__REQUIREMENT__
Pull together every line in the listing below that contains the word "lawn", and copy each one in full.
** START DATASET **
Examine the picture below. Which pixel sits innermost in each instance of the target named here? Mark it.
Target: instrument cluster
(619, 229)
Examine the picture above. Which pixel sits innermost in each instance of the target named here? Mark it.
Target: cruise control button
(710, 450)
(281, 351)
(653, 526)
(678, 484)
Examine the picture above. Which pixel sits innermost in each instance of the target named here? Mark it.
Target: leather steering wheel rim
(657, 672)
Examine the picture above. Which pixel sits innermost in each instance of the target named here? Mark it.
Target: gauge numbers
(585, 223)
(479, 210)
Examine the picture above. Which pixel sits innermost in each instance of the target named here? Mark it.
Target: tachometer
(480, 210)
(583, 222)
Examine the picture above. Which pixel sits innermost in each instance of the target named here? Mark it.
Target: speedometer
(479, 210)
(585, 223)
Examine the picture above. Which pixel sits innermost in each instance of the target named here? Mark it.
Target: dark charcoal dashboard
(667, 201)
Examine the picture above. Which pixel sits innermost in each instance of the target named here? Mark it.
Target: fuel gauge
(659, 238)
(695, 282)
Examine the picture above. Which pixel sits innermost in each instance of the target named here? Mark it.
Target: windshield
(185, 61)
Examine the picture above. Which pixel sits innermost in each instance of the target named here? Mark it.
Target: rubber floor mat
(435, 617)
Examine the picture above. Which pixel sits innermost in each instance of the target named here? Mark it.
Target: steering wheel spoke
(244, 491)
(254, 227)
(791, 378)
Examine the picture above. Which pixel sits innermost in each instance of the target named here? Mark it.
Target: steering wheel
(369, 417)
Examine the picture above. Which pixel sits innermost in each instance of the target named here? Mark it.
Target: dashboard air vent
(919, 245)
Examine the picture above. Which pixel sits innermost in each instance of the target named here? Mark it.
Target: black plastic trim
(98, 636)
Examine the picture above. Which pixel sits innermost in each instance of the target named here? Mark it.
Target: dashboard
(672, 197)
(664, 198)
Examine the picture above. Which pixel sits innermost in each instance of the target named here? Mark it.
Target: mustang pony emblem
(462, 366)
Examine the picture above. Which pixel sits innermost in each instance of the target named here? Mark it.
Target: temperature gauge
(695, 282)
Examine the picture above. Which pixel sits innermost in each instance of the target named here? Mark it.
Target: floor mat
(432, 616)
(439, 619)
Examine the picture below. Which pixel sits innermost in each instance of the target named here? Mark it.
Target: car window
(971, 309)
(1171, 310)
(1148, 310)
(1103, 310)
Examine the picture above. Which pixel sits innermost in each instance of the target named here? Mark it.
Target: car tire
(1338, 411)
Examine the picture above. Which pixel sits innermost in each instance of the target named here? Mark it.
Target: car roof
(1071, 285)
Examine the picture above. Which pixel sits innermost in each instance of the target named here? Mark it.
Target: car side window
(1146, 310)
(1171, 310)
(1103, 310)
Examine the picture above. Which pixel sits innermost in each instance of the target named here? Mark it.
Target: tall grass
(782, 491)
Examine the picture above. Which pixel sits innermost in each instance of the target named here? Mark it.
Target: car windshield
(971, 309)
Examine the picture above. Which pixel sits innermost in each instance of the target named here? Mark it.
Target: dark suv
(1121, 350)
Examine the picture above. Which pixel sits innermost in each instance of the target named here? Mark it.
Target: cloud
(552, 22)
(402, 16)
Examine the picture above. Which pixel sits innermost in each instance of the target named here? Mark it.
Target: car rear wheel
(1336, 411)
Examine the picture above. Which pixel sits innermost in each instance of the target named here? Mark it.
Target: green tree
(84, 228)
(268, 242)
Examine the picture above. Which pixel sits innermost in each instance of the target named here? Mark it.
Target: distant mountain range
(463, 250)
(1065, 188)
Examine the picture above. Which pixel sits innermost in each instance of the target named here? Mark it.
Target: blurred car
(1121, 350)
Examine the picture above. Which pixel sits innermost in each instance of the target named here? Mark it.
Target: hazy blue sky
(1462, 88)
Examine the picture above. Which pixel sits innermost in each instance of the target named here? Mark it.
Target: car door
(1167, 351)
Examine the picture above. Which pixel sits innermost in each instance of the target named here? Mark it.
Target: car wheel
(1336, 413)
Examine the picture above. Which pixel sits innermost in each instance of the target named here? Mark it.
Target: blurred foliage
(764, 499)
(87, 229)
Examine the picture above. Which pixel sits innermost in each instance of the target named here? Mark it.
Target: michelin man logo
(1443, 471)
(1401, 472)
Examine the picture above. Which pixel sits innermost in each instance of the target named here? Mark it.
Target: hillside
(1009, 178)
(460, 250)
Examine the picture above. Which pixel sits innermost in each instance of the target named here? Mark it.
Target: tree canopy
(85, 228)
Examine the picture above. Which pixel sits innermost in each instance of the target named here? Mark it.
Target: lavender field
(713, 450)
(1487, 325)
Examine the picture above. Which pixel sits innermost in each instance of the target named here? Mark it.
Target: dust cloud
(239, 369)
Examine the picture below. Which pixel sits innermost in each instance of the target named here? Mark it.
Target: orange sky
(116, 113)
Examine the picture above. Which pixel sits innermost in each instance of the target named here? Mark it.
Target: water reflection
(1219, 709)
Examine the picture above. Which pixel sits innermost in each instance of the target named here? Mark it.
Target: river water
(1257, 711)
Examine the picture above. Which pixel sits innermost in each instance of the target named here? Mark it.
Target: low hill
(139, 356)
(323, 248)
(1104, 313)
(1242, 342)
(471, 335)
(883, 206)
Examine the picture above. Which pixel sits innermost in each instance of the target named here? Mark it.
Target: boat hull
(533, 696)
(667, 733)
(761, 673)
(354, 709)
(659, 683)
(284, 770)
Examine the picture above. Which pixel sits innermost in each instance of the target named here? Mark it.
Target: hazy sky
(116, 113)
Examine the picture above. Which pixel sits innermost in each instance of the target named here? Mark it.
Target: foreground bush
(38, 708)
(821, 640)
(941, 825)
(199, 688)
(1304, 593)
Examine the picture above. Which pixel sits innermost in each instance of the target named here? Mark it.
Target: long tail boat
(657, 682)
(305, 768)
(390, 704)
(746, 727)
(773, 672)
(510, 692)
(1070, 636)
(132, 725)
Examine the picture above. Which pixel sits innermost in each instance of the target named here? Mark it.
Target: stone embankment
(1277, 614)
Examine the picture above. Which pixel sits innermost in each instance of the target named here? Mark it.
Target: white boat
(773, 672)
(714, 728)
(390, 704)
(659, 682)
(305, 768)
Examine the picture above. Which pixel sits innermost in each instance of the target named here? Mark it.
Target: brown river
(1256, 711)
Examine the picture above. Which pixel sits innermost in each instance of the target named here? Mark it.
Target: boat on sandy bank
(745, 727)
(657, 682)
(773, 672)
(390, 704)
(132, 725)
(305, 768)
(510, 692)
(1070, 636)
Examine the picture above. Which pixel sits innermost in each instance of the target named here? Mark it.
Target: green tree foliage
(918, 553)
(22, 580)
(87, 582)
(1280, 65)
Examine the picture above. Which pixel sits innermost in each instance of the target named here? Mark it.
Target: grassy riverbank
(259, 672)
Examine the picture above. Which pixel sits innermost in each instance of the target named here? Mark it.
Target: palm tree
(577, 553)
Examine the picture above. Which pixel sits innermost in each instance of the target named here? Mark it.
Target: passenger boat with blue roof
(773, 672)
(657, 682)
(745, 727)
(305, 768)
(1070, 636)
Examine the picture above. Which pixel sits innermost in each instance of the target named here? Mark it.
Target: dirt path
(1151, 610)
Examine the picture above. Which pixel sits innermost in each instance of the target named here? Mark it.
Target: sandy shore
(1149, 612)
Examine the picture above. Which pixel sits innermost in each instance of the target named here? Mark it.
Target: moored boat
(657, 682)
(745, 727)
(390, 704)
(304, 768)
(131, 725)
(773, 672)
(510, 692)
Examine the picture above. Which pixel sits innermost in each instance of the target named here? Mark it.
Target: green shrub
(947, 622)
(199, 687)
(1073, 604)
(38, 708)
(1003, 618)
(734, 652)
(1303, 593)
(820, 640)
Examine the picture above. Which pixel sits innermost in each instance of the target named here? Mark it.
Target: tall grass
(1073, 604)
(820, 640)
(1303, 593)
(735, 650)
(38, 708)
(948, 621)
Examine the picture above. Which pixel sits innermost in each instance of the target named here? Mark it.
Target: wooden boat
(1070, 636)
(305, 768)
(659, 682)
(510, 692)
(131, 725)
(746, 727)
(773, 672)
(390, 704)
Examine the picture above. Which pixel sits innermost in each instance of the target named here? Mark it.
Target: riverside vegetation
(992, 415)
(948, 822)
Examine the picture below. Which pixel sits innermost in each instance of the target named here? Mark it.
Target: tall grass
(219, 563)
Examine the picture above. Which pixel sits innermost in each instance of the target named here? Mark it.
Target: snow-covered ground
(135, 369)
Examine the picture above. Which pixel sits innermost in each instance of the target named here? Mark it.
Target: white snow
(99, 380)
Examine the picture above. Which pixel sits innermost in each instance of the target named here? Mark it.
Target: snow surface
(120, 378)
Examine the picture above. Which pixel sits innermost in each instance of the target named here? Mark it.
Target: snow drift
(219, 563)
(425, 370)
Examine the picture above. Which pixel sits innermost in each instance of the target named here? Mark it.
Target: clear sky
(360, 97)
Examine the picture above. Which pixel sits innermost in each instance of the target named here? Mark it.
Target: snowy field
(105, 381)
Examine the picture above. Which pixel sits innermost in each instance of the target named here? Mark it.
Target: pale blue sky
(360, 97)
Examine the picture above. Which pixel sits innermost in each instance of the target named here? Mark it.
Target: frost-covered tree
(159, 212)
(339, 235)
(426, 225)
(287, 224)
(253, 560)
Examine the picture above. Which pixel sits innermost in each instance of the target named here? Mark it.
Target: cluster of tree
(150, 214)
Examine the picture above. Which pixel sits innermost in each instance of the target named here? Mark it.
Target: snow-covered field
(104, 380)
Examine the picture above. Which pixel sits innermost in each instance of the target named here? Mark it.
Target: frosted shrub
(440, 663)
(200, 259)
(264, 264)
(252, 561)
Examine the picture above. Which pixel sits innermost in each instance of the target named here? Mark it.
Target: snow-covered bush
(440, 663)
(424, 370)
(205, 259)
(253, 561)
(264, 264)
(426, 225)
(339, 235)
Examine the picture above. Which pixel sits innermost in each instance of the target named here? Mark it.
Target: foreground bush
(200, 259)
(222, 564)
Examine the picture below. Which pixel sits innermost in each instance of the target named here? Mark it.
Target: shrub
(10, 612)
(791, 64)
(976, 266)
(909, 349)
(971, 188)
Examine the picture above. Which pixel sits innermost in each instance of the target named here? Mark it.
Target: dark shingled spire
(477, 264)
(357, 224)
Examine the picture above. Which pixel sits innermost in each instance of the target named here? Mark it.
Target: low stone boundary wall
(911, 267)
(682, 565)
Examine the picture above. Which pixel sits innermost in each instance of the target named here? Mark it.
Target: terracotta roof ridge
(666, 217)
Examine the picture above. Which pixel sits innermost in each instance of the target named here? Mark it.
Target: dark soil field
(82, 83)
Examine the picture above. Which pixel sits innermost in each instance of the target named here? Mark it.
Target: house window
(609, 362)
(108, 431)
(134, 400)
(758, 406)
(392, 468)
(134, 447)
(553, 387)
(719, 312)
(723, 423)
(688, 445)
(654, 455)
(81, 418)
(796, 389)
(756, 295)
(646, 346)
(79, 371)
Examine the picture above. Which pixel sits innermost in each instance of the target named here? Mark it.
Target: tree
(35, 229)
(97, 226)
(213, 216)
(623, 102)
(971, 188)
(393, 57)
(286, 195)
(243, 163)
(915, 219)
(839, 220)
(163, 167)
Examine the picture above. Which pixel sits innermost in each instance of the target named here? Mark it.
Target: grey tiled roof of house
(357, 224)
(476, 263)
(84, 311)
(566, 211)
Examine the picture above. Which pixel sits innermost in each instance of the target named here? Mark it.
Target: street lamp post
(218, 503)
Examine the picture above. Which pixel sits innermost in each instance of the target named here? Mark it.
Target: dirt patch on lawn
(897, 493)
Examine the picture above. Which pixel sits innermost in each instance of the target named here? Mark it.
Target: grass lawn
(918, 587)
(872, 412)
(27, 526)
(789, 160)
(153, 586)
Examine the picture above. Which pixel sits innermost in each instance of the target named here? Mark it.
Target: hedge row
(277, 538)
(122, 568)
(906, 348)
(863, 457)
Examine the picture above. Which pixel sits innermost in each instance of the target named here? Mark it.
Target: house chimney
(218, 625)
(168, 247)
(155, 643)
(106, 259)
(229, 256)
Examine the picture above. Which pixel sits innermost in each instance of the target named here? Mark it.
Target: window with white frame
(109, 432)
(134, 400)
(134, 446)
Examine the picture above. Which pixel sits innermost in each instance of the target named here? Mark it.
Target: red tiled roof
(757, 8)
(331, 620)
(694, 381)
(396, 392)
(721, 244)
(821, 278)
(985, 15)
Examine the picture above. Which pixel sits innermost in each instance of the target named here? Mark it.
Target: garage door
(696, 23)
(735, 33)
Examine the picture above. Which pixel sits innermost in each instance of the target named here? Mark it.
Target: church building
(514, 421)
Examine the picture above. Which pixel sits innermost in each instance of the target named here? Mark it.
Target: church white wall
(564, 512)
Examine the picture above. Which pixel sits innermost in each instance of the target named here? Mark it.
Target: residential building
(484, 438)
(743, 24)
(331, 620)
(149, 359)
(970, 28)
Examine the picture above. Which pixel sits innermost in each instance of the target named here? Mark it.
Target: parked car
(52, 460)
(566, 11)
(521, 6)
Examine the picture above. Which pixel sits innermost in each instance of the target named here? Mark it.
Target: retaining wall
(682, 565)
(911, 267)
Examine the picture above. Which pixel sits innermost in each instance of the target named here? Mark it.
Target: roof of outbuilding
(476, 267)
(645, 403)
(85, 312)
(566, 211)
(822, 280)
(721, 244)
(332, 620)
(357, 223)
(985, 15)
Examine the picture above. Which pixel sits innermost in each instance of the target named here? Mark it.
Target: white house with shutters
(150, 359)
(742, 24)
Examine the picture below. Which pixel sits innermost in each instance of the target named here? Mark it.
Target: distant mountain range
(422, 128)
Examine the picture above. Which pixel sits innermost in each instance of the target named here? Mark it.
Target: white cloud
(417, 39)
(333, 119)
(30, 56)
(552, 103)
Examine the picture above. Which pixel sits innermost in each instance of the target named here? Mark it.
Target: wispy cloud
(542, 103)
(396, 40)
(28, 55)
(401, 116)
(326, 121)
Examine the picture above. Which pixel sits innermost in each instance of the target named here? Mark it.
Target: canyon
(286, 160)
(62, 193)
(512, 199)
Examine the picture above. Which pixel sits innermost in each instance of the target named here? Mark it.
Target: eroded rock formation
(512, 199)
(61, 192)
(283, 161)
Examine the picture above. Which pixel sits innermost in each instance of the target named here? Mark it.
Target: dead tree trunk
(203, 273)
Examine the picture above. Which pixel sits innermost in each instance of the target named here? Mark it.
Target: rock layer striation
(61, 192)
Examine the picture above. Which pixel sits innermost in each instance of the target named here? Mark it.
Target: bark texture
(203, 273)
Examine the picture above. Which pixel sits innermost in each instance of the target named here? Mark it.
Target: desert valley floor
** END DATASET **
__WORKED SOLUTION__
Target: dirt patch on lawn
Target: grass lawn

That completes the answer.